▶ [What you should do] In all the items below, swap "drop a dot" for "place a point" and leave everything else unchanged. Write out the lines again without the pictures.

▶ [Material to process]

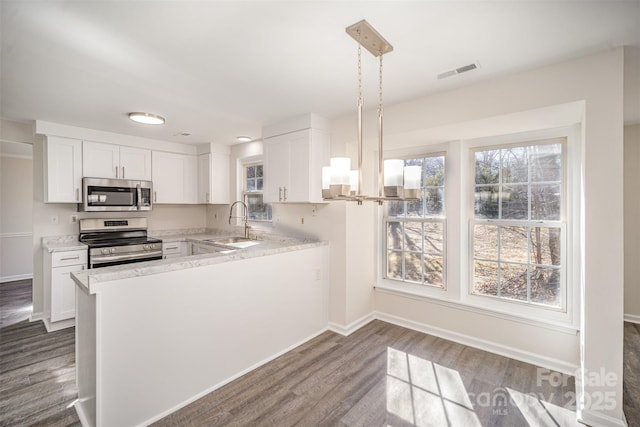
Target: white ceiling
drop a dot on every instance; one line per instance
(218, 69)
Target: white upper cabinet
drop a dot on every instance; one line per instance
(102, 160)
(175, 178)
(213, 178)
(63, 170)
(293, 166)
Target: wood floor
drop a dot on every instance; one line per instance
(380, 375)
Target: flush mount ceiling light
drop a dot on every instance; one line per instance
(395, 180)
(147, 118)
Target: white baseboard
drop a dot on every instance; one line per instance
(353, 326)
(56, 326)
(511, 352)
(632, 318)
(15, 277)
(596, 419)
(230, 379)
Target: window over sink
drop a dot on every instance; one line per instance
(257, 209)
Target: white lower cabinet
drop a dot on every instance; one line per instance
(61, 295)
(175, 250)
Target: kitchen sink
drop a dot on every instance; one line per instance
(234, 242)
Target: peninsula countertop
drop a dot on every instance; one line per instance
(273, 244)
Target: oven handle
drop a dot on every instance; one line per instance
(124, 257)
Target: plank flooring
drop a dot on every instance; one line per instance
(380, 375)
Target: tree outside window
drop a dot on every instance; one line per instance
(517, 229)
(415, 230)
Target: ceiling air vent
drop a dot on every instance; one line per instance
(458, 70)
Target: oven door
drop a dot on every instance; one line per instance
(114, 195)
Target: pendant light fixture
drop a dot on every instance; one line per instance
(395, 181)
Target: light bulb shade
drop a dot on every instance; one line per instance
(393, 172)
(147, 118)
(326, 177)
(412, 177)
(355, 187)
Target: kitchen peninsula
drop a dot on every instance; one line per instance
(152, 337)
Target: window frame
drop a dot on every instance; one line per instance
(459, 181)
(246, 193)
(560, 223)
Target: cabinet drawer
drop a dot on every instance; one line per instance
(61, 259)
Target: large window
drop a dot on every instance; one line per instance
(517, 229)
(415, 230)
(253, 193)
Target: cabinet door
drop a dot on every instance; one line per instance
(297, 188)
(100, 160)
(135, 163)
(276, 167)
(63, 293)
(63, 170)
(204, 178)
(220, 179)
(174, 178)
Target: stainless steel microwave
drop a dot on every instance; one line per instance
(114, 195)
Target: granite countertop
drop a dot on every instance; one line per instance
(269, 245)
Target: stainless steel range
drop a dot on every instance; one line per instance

▶ [Written solution]
Target: white ceiling
place a point on every instance; one line per instance
(218, 69)
Target: white upper cabinet
place a point on every instance; one line per instance
(102, 160)
(175, 178)
(213, 178)
(63, 170)
(293, 166)
Target: wood floor
place a point on every instance; one line per instance
(380, 375)
Target: flush mount ceiling light
place a point on every instance; one line per instance
(395, 180)
(147, 118)
Target: white baseboard
place a point on every instance; one line per instance
(353, 326)
(56, 326)
(511, 352)
(632, 318)
(15, 277)
(596, 419)
(230, 379)
Target: window over sink
place a point on every instance; one line per instance
(257, 209)
Target: white lower cabinet
place a point on every instance; one line per instance
(61, 295)
(175, 250)
Target: kitchen sink
place a point on every instance; one line per instance
(234, 242)
Target: peninsula countertop
place a point on every instance; one line per instance
(273, 244)
Target: oven handle
place a point on every instance; one line per instance
(124, 257)
Target: plank flooring
place a point on every instance; one line per instance
(380, 375)
Target: tree outside window
place a point on every instance; one line per instance
(517, 229)
(415, 230)
Target: ceiling air vent
place a point on every instance; one line per instance
(458, 70)
Target: oven door
place a point on every instance; one line per instance
(114, 195)
Target: pendant light fixture
place a point on every instance; one line per instance
(395, 181)
Target: light bulb shade
place a point on every instance; one line per instance
(393, 172)
(147, 118)
(326, 177)
(412, 177)
(355, 187)
Target: kitchen peninsula
place a point on every instance; one line per instance
(152, 337)
Target: window frame
place a point on every instance; one line per instance
(459, 181)
(246, 193)
(560, 223)
Target: cabinet drawer
place a point on every instance; one line per instance
(61, 259)
Target: large window
place a point on every instance; one line per instance
(517, 229)
(415, 230)
(253, 193)
Target: cabinet door
place a point on every instance; one line per instance
(297, 188)
(100, 160)
(135, 163)
(276, 167)
(63, 293)
(63, 170)
(204, 178)
(220, 179)
(174, 178)
Target: stainless steel microwave
place a point on every instance; one line per instance
(114, 195)
Target: granite countertop
place a point on every instance; one line per instance
(269, 245)
Target: stainless steel range
place a point on every instance; one line per instance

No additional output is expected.